## Provided text
▽
Son Flunked out of College During Covid

Anonymous
Anonymous wrote:
Anonymous wrote:My son went to college during the beginning of Covid. Complete disaster. He stayed 3 semesters. He was at school with online classes. He didn't even meet with a counselor until his sophomore year.

He is now 20 and ready to return to college, but wants to go somewhere else. Any other parent dealing with this. How do you explain grades? Is the horror of Covid a good excuse. What are kids doing.

I know there were a lot of kids like him. How are colleges looking at them?

Please help.


OP thousands and thousands, tens of thousands hundreds of thousands kids attended college during covid and did not flunk out.

While covid was a thing it is not the only reason your kid failed out. It is not even in the top five. Try again.

Grades they go to community college for two years. Then they transfer.



As a complete stranger online, how you could POSSIBLY make such an assessment?
Anonymous
I have a child who is struggling in high school very much because she had to attend freshman year virtually. She didn't get a transition year, and just hasn't been able to pull it together since.

Some kids are very much flailing since Covid. Some did fine, sure. But please don't act like it wasn't a huge deal for so many students.
△
## Data extract
▽
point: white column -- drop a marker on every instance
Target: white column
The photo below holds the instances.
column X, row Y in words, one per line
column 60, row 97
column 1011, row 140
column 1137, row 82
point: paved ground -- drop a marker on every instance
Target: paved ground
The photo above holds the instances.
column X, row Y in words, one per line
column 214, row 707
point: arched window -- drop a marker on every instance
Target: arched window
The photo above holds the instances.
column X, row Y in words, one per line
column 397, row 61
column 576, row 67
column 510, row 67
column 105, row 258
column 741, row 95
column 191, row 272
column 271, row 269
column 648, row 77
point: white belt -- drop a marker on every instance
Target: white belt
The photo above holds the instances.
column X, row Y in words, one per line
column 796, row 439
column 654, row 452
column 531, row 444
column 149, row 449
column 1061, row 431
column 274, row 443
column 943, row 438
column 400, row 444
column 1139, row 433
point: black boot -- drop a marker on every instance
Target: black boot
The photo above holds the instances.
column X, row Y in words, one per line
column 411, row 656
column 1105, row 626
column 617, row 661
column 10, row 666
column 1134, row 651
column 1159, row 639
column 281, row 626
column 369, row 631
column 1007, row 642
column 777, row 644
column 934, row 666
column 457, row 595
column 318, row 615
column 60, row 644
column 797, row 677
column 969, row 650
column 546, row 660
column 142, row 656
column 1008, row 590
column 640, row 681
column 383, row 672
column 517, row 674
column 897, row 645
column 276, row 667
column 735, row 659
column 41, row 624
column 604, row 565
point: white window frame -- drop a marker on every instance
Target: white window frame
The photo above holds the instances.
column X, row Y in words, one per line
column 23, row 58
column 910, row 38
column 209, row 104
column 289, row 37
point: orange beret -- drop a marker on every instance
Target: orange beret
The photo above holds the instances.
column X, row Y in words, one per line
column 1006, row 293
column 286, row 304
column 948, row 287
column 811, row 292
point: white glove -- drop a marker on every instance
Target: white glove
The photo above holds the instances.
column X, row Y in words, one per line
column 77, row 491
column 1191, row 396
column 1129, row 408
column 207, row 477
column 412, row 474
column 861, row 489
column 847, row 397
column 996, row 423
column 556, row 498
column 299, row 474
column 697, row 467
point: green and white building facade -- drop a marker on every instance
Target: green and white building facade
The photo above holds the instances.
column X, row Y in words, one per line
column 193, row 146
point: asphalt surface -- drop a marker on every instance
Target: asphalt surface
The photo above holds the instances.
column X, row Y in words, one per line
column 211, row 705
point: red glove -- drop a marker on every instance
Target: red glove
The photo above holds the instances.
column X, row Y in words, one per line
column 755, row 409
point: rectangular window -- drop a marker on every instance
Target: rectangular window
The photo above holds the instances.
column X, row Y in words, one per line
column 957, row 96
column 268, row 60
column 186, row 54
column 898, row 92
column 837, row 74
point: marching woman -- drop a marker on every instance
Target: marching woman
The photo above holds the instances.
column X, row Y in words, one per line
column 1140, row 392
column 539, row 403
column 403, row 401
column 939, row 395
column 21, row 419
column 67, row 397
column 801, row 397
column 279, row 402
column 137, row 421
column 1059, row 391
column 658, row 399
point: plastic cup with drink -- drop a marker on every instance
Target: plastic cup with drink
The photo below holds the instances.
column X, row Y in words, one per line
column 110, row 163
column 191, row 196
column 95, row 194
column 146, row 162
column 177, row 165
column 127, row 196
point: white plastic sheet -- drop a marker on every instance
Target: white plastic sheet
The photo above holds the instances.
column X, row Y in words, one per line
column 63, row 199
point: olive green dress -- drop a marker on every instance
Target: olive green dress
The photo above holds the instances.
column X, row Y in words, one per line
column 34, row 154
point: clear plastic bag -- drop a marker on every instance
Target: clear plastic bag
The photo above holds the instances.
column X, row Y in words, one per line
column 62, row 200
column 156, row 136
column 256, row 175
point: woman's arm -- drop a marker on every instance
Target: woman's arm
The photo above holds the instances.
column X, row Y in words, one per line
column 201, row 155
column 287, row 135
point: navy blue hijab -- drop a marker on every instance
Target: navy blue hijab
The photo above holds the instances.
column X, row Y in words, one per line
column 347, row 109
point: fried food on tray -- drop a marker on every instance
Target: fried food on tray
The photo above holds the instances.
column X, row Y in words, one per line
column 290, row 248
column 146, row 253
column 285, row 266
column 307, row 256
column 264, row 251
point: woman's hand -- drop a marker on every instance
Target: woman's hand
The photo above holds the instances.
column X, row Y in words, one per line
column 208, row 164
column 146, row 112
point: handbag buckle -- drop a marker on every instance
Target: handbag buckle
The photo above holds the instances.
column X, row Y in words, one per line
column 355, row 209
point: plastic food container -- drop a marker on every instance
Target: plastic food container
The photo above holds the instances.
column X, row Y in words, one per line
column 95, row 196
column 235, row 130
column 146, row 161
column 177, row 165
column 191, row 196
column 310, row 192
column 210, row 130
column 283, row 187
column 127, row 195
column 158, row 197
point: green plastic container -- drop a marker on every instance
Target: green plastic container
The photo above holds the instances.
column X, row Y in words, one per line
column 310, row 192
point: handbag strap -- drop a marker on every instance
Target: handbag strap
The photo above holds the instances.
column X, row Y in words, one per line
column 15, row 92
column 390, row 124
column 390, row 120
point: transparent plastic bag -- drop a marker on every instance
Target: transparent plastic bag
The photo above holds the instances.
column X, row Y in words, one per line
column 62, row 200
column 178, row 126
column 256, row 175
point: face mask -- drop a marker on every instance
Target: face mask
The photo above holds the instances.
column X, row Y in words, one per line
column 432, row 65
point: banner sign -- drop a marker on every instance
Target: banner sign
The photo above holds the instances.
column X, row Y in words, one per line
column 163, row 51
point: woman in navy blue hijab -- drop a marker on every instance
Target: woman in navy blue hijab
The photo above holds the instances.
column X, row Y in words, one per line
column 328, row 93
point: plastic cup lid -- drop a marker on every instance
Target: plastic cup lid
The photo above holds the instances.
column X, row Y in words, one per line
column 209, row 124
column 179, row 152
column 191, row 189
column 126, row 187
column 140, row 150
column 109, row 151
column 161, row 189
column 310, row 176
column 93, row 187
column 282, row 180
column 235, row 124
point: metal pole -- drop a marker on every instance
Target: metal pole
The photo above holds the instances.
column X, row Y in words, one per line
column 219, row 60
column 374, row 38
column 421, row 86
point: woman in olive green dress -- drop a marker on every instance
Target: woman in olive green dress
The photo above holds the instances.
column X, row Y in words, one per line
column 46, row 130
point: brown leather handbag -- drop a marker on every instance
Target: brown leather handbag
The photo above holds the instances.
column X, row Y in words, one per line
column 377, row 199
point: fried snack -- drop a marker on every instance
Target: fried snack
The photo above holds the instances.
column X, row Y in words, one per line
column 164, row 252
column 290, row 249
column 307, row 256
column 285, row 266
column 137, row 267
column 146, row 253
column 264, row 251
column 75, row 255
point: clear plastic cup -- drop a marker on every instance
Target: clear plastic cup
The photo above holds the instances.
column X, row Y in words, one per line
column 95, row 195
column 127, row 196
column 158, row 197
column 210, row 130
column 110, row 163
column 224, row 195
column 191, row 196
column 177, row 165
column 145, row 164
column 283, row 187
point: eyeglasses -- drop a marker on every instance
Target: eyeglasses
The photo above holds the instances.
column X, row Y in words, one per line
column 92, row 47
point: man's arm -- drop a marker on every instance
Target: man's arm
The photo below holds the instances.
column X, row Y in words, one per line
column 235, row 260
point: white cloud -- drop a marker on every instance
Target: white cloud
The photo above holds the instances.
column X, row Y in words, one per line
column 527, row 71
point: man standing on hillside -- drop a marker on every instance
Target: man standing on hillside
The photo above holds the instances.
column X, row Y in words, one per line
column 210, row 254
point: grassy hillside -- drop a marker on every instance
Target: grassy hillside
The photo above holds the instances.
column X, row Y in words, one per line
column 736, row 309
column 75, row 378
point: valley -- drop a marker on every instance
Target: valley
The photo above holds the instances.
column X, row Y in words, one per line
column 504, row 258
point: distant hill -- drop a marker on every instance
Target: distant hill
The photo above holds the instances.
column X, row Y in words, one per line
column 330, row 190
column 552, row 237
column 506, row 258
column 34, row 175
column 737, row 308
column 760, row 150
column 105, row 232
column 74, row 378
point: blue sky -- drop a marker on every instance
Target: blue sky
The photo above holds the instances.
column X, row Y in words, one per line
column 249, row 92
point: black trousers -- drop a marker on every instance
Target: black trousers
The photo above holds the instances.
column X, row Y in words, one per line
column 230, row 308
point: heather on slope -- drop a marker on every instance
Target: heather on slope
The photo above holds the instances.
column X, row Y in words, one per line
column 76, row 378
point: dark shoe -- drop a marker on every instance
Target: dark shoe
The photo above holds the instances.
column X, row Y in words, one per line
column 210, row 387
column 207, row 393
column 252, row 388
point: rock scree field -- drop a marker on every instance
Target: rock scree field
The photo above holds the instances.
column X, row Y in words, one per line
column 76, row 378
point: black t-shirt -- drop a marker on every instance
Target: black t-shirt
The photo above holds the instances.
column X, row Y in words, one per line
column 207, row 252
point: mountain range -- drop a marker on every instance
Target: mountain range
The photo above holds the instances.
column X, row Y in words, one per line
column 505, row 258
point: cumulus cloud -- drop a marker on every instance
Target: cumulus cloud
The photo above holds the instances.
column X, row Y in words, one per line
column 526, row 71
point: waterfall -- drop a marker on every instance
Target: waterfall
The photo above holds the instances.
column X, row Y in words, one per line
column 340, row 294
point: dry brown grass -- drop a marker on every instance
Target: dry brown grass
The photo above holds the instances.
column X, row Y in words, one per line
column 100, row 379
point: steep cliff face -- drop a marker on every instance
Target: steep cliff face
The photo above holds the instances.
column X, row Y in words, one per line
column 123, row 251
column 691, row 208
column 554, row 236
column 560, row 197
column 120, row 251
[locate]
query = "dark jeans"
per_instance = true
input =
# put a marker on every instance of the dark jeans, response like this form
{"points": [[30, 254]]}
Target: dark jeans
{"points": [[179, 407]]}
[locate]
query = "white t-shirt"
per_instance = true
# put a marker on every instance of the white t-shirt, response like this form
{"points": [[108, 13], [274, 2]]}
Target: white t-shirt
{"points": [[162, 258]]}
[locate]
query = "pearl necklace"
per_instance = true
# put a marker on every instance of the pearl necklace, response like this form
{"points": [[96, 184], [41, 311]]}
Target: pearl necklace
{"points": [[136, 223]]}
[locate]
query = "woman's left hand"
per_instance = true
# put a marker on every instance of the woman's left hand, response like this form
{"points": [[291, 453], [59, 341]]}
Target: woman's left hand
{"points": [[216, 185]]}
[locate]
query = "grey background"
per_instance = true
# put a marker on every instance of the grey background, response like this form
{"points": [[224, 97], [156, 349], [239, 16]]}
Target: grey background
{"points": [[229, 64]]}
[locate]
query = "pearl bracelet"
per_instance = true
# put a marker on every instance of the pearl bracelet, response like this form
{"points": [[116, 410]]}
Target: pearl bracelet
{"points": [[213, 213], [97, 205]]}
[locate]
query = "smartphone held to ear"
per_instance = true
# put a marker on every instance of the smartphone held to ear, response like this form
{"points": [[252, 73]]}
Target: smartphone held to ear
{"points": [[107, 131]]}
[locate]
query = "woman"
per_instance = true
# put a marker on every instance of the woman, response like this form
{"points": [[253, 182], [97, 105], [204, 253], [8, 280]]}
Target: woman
△
## Work task
Carry on the forum thread about a son who flunked out of college during Covid, starting right after its last post.

## Result below
Anonymous
Anonymous wrote:
Anonymous wrote:I flunked out long before Covid. I went to community college for a year then graduated from the state flagship. That's what your son will do.


Did you just pretend that year did not happen or did you have to submit grades from your failed year?


To enroll in the state flagship, I sent transcripts from the community college and from the college I flunked out of, which included a good (passing) freshman year as well as the disaster sophomore year.

The flunk-out is a total non-issue now. Obviously never put it on a resume because I didn't get a degree from there.
Anonymous
OP this is what happens.

Any student can go to community college.

Since you are so bent out of shape your kid is using your monies my advice is to have them take out loans for community college any classes they get A's & B's in you pay them back after the semester is over. C or below gets no money.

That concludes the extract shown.